- [Text provided]:
Today’s Rezko Trial Scoops (and prosecutors on $20K kickback to Obama)
By SusanUnPC on March 6, 2008 at 11:32 PM in Barack Obama, Nadhmi Auchi, Tony Rezko
Below, today’s references to Barack Obama in the gavel-to-gavel coverage of the Rezko trial, and a Chicago ABC TV station’s interview today of a dodgy Barack Obama who claimed he hadn’t had dealings with Rezko since the slumlord’s troubles “began.”
Pinnochio’s gonna need some more wood. It’s like Obama saying, earlier, that he won Michigan, and that Hillary only won two states on Tuesday’s Super 2. (Yes, there was video today on TV that showed him saying exactly that.) Uh, he wasn’t on the ballot in Michigan, you’ll recall, and she won three states on Tuesday night.

- [Supplied entries]:
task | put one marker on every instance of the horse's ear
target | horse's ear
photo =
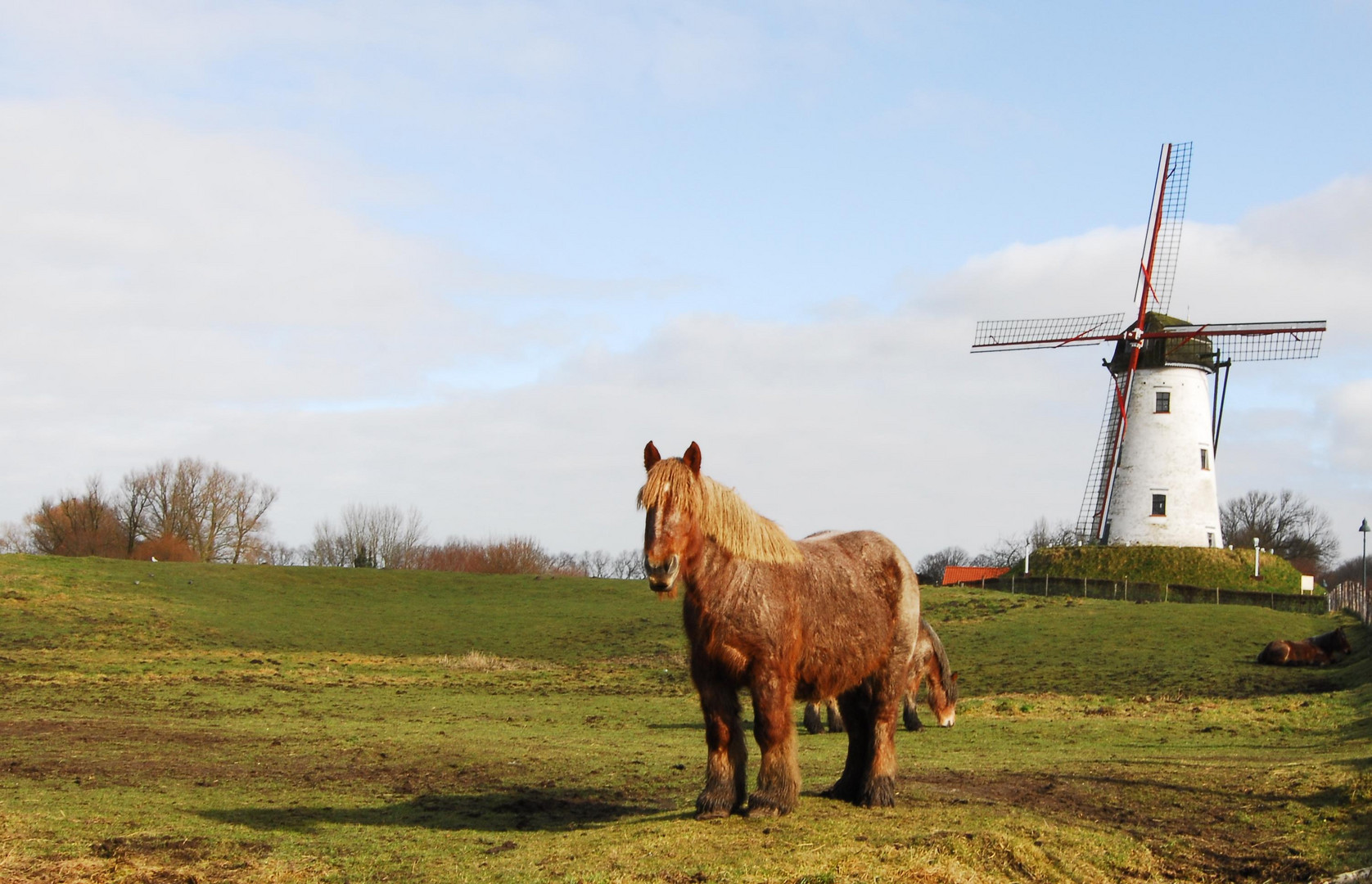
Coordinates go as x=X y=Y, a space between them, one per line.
x=692 y=458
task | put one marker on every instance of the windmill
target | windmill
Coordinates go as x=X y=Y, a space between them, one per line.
x=1152 y=476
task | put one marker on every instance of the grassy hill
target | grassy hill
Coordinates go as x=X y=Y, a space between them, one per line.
x=1227 y=569
x=250 y=724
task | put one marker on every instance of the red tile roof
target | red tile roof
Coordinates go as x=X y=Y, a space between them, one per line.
x=969 y=574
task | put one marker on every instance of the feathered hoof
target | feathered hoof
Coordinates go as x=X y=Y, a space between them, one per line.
x=878 y=792
x=760 y=806
x=714 y=806
x=840 y=791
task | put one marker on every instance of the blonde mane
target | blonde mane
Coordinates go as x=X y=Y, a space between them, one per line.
x=722 y=514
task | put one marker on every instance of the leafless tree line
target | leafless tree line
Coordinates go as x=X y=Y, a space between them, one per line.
x=369 y=537
x=1284 y=522
x=188 y=511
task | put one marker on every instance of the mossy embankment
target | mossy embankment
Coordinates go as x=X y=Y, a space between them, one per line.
x=1227 y=569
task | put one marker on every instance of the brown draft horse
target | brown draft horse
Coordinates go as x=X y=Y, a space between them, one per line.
x=932 y=661
x=1315 y=651
x=830 y=616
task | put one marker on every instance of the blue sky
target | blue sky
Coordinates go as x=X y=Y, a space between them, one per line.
x=438 y=241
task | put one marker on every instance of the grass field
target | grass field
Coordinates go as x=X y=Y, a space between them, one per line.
x=180 y=722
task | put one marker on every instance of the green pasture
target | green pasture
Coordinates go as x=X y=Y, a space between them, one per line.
x=178 y=722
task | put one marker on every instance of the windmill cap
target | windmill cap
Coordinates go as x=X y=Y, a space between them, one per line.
x=1160 y=352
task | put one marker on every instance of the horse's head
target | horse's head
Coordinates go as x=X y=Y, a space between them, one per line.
x=947 y=711
x=673 y=500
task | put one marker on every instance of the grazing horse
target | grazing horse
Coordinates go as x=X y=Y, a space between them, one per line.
x=1316 y=650
x=830 y=616
x=932 y=661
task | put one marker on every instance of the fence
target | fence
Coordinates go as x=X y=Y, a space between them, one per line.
x=1351 y=596
x=1131 y=590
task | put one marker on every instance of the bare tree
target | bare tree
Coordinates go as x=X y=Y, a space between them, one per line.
x=133 y=504
x=933 y=565
x=14 y=539
x=83 y=525
x=1008 y=551
x=219 y=514
x=1284 y=522
x=629 y=566
x=369 y=537
x=249 y=501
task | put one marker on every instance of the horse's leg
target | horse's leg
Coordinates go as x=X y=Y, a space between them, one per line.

- [Required work]:
[A] Answer these about the Rezko trial post:
(i) On what date was it published?
(ii) What kind of station interviewed Obama that day?
(iii) According to the post, how many states did Hillary win on Tuesday night?
[B] Write a continuation of the Rezko trial post, starting after its last sentence.
The items have no connection to the Rezko trial post.

- [Task results]:
[A]
(i) March 6, 2008
(ii) A Chicago ABC TV station
(iii) Three

[B]
First, here’s this Fox News video interview of Chicago Tribune columnist John Kass today, via a John McCain blogger (they’re all over the Rezko trial, salivating at the prospect of Obama as the nominee):
Ah, John Kass, one of the last of the crusty, cynical reporters of yore. Tony Rezko, says the Chicago Tribune columnist, is “Barack Obama’s personal real-estate fairy.” In January, Kass penned “If you look closely, it’s plain: Rezko is Obama’s problem” (more from that below). A few days ago, Kass wrote:
… As most Clinton operatives and Republicans know, Rezko is the indicted political fixer who helped Obama buy his dream house.
The sellers split the parcel in two, one a vacant lot and one with a home. Obama got a $300,000 discount on the house. The Rezkos paid the full asking price for the lot next door. Obama, who keeps insisting he’s told us everything, until something new comes out, admitted recently that he toured the home with Tony before that magical sale. So the real estate fairy sprinkles the magic fairy dust on the Obama dream home. Obama becomes the reform candidate for president, to change American politics as we know it — except of course in Chicago, where the Daley Machine runs things.
UPDATE: Here’s a LATE ARRIVAL ARTICLE that is a must-read: “Boneheaded deal haunts house Obama built,” UK’s Times, March 7, 2008. (It’s chock full of details that will keep our regulars — like Mel, Andy, Simon, Patrick and all of you other sleuthy No Quarter readers — going for quite a while.)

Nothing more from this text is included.